To do: Record by record, give the entire listing again exactly.

┌─ Material provided

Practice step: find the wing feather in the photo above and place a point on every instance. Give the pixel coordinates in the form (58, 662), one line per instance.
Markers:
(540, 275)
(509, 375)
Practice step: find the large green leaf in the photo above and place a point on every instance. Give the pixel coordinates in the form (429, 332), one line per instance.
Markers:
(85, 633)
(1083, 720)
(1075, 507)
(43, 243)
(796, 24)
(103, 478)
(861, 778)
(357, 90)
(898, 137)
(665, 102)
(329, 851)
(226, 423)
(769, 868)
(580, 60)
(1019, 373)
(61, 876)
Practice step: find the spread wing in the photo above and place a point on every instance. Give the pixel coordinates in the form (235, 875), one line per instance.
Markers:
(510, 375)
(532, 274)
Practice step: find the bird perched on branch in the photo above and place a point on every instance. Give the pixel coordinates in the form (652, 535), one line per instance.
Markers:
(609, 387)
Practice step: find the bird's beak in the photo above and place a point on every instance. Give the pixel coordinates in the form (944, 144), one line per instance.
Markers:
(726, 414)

└─

Reply to the task:
Practice step: find the wing feather in the photo above and place a point on every instance. Give the pixel coordinates in the form (58, 662), one line per instance.
Markers:
(540, 275)
(509, 375)
Practice step: find the large green leaf in the photo above and place a point on every instance. Give the pixel coordinates in the form (429, 332), one line per instance.
Markers:
(85, 633)
(1083, 720)
(1075, 507)
(43, 243)
(796, 24)
(103, 478)
(861, 778)
(357, 90)
(898, 137)
(665, 102)
(329, 851)
(226, 423)
(769, 868)
(580, 60)
(1019, 373)
(61, 876)
Practice step: find the spread wing in the photo above and place a point on every instance. Give the pixel coordinates in the form (235, 875), one line per instance.
Markers:
(510, 375)
(532, 274)
Practice step: find the bird perched on branch in the photo above and place a point on every instance. Give the pixel coordinates in the form (652, 535), one line per instance.
Markers:
(609, 387)
Practice step: find the bird's beak in the photo above and place a point on every instance. Give the pixel coordinates in the form (944, 144), one line per instance.
Markers:
(726, 414)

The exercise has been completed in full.